Segment Start: Provided records

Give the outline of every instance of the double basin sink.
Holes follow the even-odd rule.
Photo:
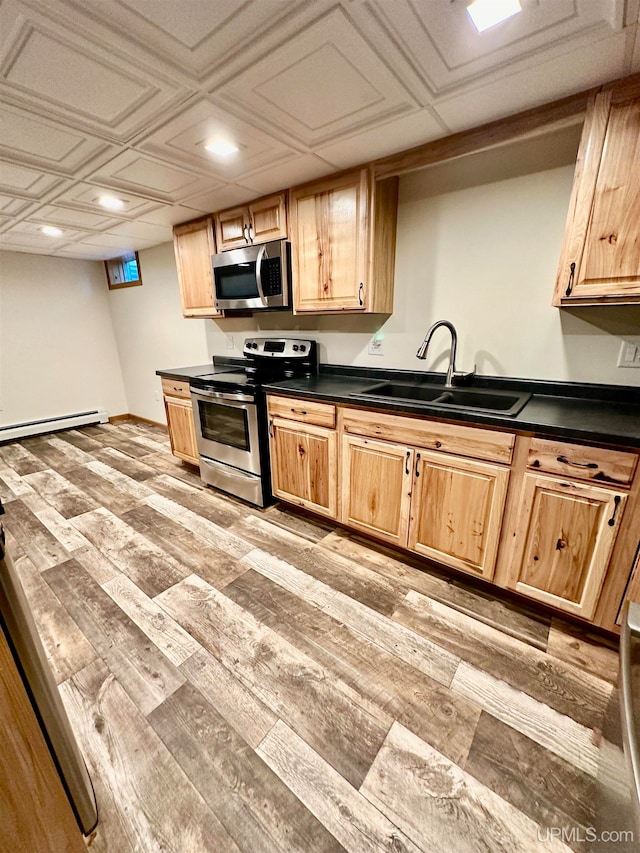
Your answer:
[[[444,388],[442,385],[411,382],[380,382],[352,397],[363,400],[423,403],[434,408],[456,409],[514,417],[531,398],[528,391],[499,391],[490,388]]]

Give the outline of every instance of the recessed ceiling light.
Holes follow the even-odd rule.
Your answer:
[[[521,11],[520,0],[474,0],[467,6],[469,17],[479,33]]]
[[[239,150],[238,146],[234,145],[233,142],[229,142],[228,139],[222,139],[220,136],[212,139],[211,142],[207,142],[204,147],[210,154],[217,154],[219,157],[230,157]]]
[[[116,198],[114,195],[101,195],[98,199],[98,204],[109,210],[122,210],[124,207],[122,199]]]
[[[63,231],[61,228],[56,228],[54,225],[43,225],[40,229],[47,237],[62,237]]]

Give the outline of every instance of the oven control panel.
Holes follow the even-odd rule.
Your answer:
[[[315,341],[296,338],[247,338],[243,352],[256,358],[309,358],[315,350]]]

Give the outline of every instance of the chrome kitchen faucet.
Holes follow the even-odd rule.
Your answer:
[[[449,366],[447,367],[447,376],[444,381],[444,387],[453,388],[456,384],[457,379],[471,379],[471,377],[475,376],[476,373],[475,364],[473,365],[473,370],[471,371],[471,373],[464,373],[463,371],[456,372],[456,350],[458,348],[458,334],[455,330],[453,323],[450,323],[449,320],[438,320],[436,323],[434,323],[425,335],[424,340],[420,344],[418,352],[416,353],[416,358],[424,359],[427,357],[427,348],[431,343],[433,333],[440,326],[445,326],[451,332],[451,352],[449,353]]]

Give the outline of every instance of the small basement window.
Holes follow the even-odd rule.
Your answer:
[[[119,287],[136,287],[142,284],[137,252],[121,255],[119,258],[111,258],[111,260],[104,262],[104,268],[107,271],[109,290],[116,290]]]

Segment End: Provided records

Your output must contain exactly the lines from the one containing "Give the outline of every instance of the chrome" to the final line of the data above, and no other text.

• [Exercise result]
Give the outline of every instance of the chrome kitchen faucet.
Holes follow the even-odd rule.
Your answer:
[[[449,366],[447,367],[447,376],[444,381],[444,387],[453,388],[456,384],[457,379],[471,379],[471,377],[475,376],[476,373],[475,364],[473,365],[473,370],[471,371],[471,373],[464,373],[463,371],[456,372],[456,350],[458,348],[458,334],[455,330],[453,323],[450,323],[449,320],[438,320],[436,323],[434,323],[425,335],[424,340],[420,344],[418,352],[416,353],[416,358],[424,359],[427,357],[427,348],[431,343],[433,333],[440,326],[445,326],[451,332],[451,352],[449,353]]]

Give the outline of every instance of the small basement window.
Holes follow the even-odd rule.
Your answer:
[[[119,287],[136,287],[142,284],[137,252],[121,255],[119,258],[111,258],[111,260],[104,262],[104,268],[107,271],[109,290],[116,290]]]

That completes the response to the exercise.